** begin Input records **

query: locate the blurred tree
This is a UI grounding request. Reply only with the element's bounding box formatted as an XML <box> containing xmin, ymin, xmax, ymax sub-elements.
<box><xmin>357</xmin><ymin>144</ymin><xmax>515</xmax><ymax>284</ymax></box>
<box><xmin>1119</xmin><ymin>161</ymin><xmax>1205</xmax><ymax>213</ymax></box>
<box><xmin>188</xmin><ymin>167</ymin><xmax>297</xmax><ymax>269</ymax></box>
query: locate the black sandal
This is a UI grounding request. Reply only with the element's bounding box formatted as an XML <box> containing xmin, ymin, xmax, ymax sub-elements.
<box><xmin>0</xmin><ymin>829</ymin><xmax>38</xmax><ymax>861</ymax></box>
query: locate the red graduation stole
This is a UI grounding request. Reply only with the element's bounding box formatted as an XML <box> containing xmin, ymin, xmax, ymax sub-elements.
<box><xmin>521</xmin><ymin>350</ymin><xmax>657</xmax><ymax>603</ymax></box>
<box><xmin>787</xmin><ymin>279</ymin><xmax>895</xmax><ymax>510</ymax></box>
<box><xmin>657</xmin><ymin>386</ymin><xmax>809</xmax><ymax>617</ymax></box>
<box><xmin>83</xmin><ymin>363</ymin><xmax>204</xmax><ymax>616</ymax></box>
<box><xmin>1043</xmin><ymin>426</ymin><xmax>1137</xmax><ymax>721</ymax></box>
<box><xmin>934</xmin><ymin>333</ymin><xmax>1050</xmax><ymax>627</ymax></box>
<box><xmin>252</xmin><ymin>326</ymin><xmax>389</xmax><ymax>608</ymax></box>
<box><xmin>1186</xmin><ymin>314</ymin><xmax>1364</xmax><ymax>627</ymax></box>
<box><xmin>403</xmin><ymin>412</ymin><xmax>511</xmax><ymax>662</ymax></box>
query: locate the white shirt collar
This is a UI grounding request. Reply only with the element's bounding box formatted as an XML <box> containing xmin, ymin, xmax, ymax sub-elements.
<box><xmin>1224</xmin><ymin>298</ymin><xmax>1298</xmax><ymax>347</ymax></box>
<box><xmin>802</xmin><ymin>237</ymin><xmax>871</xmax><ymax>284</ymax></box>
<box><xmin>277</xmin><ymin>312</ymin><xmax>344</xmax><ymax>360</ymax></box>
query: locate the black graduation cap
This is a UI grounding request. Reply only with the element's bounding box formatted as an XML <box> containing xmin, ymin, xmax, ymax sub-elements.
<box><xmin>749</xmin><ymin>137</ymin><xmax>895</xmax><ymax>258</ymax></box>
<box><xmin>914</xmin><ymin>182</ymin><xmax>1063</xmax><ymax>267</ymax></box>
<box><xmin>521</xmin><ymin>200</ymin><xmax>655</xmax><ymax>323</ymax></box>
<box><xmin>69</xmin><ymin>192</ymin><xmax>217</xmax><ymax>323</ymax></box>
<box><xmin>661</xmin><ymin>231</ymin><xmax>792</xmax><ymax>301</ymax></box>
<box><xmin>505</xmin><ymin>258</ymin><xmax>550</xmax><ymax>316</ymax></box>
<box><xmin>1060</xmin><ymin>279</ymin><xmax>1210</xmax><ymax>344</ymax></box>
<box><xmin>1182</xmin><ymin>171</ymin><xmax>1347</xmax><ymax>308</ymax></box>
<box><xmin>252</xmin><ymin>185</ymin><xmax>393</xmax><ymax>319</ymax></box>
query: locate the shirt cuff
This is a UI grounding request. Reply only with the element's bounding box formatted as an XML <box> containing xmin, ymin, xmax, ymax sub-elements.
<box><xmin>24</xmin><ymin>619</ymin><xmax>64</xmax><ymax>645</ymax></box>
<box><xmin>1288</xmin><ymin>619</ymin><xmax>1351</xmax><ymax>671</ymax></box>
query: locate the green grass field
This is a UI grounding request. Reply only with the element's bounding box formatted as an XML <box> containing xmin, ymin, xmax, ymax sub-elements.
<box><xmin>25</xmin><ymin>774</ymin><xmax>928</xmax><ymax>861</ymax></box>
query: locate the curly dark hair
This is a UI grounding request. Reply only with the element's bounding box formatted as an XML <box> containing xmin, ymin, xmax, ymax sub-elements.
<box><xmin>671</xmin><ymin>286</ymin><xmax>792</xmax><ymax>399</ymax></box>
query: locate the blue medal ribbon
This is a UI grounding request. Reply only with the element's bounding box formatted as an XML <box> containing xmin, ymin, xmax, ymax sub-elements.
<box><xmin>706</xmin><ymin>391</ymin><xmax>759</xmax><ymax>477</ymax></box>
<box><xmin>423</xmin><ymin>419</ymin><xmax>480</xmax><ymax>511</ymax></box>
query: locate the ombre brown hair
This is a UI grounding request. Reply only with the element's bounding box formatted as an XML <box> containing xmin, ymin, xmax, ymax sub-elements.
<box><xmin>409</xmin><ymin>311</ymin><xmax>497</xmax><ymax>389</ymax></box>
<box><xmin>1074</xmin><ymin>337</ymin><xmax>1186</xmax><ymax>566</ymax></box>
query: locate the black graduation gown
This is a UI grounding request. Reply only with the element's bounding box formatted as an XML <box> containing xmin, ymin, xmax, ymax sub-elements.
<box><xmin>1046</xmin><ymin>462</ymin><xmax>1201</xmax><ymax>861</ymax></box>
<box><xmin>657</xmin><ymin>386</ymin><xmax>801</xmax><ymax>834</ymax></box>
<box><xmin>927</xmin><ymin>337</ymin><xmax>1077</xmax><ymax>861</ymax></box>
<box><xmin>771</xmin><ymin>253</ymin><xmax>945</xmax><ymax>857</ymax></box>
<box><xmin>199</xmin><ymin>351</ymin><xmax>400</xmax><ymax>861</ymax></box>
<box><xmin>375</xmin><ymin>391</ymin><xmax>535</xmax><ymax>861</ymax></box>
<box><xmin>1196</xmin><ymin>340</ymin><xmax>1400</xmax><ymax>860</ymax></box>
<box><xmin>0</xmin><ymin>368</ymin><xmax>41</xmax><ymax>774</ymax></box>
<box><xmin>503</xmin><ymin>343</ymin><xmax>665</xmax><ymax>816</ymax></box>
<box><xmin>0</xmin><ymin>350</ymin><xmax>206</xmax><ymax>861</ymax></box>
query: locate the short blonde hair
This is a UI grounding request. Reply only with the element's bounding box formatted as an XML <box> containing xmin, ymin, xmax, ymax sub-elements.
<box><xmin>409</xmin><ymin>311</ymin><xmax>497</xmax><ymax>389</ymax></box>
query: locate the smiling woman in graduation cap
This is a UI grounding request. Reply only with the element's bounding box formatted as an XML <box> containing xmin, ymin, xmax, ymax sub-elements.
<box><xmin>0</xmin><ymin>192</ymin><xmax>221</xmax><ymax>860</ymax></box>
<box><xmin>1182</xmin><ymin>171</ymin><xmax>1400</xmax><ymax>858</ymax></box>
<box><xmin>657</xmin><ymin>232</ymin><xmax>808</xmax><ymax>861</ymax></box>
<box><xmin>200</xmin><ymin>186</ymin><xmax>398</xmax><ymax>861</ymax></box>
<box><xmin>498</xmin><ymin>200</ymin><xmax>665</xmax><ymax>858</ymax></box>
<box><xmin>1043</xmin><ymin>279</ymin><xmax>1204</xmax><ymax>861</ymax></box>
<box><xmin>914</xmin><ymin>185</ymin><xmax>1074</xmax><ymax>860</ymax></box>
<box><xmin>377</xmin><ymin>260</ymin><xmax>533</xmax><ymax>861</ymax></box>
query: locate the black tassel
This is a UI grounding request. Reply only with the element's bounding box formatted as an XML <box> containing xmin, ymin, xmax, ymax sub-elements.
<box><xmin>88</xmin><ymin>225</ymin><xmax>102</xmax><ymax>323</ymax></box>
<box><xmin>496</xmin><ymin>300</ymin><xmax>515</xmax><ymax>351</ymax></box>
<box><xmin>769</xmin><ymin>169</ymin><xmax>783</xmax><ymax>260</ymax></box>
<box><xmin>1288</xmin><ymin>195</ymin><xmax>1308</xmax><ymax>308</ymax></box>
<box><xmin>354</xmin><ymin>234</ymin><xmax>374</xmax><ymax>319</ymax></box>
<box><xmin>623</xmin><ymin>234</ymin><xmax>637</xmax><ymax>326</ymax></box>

** end Input records **

Exercise objective => Gather every line from the listing above that contains the string "hair", matching case exactly.

Solution to the exercise =>
query: locate the curly dark hair
query: locate the ombre brown hair
query: locate the short blonde hair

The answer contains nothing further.